▶ Work instructions:
Convert every line of the records below into a JSON array of strings, one string per line and no entries for blank lines. Omit the pictures from the output.

▶ Information shown:
※ ※ ※

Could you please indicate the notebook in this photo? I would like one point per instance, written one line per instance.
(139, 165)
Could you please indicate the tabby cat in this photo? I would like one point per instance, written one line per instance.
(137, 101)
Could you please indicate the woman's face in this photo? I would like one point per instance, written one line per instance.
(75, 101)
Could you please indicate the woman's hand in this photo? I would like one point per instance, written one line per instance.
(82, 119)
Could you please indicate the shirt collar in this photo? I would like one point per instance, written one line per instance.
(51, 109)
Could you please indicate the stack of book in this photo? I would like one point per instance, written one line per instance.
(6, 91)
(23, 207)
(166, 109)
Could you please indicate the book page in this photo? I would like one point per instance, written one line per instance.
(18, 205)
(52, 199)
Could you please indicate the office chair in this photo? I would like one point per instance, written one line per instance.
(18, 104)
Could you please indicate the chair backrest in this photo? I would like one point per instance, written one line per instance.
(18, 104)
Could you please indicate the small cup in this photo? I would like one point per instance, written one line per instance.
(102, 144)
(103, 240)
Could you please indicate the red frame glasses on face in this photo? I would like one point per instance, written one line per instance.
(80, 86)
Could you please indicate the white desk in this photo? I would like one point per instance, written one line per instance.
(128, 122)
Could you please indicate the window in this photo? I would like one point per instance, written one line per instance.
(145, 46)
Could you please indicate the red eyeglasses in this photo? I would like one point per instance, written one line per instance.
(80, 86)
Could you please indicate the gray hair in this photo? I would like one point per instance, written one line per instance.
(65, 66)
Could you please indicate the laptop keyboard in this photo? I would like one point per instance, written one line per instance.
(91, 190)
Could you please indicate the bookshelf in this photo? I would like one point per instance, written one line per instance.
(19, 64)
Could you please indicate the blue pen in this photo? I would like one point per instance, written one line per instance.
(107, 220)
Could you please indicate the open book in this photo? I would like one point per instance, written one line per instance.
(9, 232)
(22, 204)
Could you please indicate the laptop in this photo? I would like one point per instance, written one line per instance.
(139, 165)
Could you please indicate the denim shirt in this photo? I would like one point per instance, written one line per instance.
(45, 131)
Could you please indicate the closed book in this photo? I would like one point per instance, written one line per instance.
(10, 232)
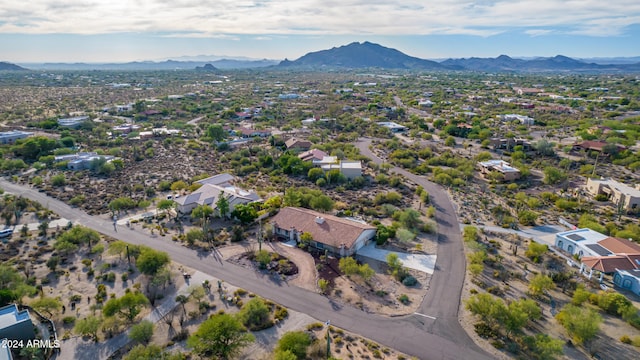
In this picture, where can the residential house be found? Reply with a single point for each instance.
(528, 91)
(628, 279)
(508, 172)
(624, 196)
(298, 144)
(73, 122)
(326, 160)
(312, 155)
(82, 160)
(16, 324)
(125, 128)
(349, 168)
(523, 119)
(599, 252)
(394, 127)
(247, 133)
(210, 192)
(510, 143)
(591, 145)
(339, 236)
(9, 137)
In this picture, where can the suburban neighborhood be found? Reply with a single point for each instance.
(344, 214)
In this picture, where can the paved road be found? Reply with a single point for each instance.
(413, 335)
(442, 301)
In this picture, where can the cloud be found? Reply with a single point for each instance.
(315, 17)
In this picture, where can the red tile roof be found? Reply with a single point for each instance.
(332, 230)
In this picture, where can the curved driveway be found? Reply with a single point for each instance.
(442, 301)
(415, 335)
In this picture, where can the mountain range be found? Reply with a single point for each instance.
(363, 55)
(5, 66)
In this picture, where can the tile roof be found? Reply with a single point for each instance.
(333, 231)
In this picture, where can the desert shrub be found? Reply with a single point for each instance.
(404, 298)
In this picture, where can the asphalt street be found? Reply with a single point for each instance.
(436, 334)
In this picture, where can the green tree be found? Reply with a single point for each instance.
(58, 180)
(410, 218)
(246, 213)
(539, 284)
(554, 175)
(202, 212)
(88, 326)
(582, 324)
(490, 309)
(295, 342)
(222, 336)
(150, 261)
(315, 174)
(141, 332)
(216, 133)
(178, 185)
(164, 205)
(127, 306)
(348, 266)
(322, 203)
(543, 346)
(223, 206)
(535, 251)
(255, 315)
(470, 233)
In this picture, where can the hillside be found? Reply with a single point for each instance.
(5, 66)
(363, 55)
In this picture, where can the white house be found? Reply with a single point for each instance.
(339, 236)
(9, 137)
(628, 280)
(210, 192)
(349, 168)
(82, 160)
(625, 196)
(394, 127)
(16, 324)
(524, 120)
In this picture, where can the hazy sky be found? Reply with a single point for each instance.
(127, 30)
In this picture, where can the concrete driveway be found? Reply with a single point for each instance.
(420, 262)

※ ※ ※

▶ Problem solution:
[
  "Could you please indicate the notebook in this photo? I would like one point per instance, written one line per instance.",
  "(139, 165)",
  "Could you please indicate the tabby cat in this photo? I would like one point per instance, written one line per instance.",
  "(137, 101)",
  "Could you please indicate the woman's face in this photo? I would like one point per instance, written one line per instance.",
  "(75, 101)",
  "Could you please indicate the woman's hand in this photo? I would like one point per instance, written one line per instance.",
  "(82, 119)",
  "Could you please indicate the shirt collar in this photo? I would like one point per instance, written one line per instance.",
  "(51, 109)",
  "Could you please indicate the stack of book in this photo? I would like one point per instance, written one line per instance.",
  "(6, 91)",
  "(23, 207)",
  "(166, 109)",
  "Could you please indicate the book page in this photo? I would like one point per instance, written one line per instance.",
  "(18, 205)",
  "(52, 199)",
  "Could you please indicate the office chair in this photo? I would like one point per instance, written one line per instance.",
  "(18, 104)",
  "Could you please indicate the chair backrest in this photo? I would like one point per instance, written one line per instance.",
  "(18, 104)",
  "Could you please indicate the small cup in this photo? I would like one point per instance, written one line per instance.",
  "(102, 144)",
  "(103, 240)",
  "Could you please indicate the red frame glasses on face in this photo? I would like one point per instance, written one line per instance.",
  "(80, 86)",
  "Could you please indicate the white desk in this photo? I would like one point per instance, written one line per instance.",
  "(128, 122)",
  "Could you please indicate the window in this photo? I would like one point per instance, written one line per instance.",
  "(145, 46)",
  "Could you please indicate the red eyeglasses in this photo? I would like one point per instance, written one line per instance.",
  "(80, 86)",
  "Could you please indicate the gray hair in this photo? I would like one point per instance, written one line per instance.",
  "(65, 66)",
  "Could you please indicate the laptop keyboard in this photo? I would like one point per instance, written one line per instance.",
  "(91, 190)",
  "Could you please indicate the bookshelf in this photo? I would like one point per instance, written one line per instance.",
  "(19, 64)",
  "Could you please indicate the blue pen in this photo? I would like one point per instance, written one line per instance.",
  "(107, 220)",
  "Could you please indicate the open book in this photo? I would like one point per instance, written one line per instance.",
  "(9, 232)",
  "(22, 204)",
  "Could you please indicate the laptop in this photo? I would like one point per instance, written one line per instance.",
  "(139, 165)",
  "Could you please indicate the denim shirt in this photo? I would like one point per instance, written one line per instance.",
  "(45, 131)",
  "Could you please indicate the closed book in this photo? I would like one point per instance, written one line per instance.",
  "(10, 232)",
  "In this picture, where can the residential house be found? Reply with a single point for each instance.",
  "(528, 91)",
  "(628, 279)",
  "(508, 172)",
  "(624, 196)",
  "(298, 144)",
  "(73, 122)",
  "(326, 160)",
  "(312, 155)",
  "(82, 160)",
  "(16, 324)",
  "(125, 128)",
  "(349, 168)",
  "(523, 119)",
  "(599, 252)",
  "(394, 127)",
  "(247, 133)",
  "(210, 192)",
  "(510, 143)",
  "(591, 145)",
  "(339, 236)",
  "(9, 137)",
  "In this picture, where can the suburban neighborhood be found? Reply with a single point for each instance.",
  "(344, 214)",
  "In this picture, where can the paved road be found? Reply with a single point for each instance.",
  "(413, 335)",
  "(442, 301)",
  "In this picture, where can the cloud be found? Reply with a single point for each instance.",
  "(315, 17)",
  "In this picture, where can the red tile roof be found? Reply with a single point for each instance.",
  "(332, 230)",
  "In this picture, where can the curved driveway be found? Reply with a single point for each instance.",
  "(442, 301)",
  "(415, 335)",
  "In this picture, where can the mountain range be found? Reply with a single point for each instance.",
  "(363, 55)",
  "(5, 66)",
  "In this picture, where can the tile roof be found? Reply with a single point for each instance.",
  "(333, 231)",
  "In this picture, where can the desert shrub be found? Reply with a single point for each instance.",
  "(404, 298)",
  "In this picture, where can the asphalt street be found? Reply with a single point for each instance.",
  "(436, 334)",
  "In this picture, where can the green tree be found? Reply with a single point for each instance.",
  "(58, 180)",
  "(410, 218)",
  "(246, 213)",
  "(539, 284)",
  "(554, 175)",
  "(202, 212)",
  "(88, 326)",
  "(582, 324)",
  "(490, 309)",
  "(295, 342)",
  "(222, 336)",
  "(150, 261)",
  "(315, 174)",
  "(141, 332)",
  "(216, 133)",
  "(178, 185)",
  "(164, 205)",
  "(127, 306)",
  "(348, 266)",
  "(322, 203)",
  "(543, 346)",
  "(223, 206)",
  "(535, 251)",
  "(255, 315)",
  "(470, 233)",
  "In this picture, where can the hillside be found? Reply with a single point for each instance.",
  "(5, 66)",
  "(363, 55)",
  "In this picture, where can the white house be found? Reply with a single point for each instance.",
  "(339, 236)",
  "(9, 137)",
  "(628, 280)",
  "(210, 192)",
  "(349, 168)",
  "(82, 160)",
  "(625, 196)",
  "(394, 127)",
  "(16, 324)",
  "(524, 120)",
  "In this picture, where can the hazy sky be found? Reply with a single point for each instance.",
  "(127, 30)",
  "In this picture, where can the concrete driveway be found? Reply with a single point for each instance.",
  "(420, 262)"
]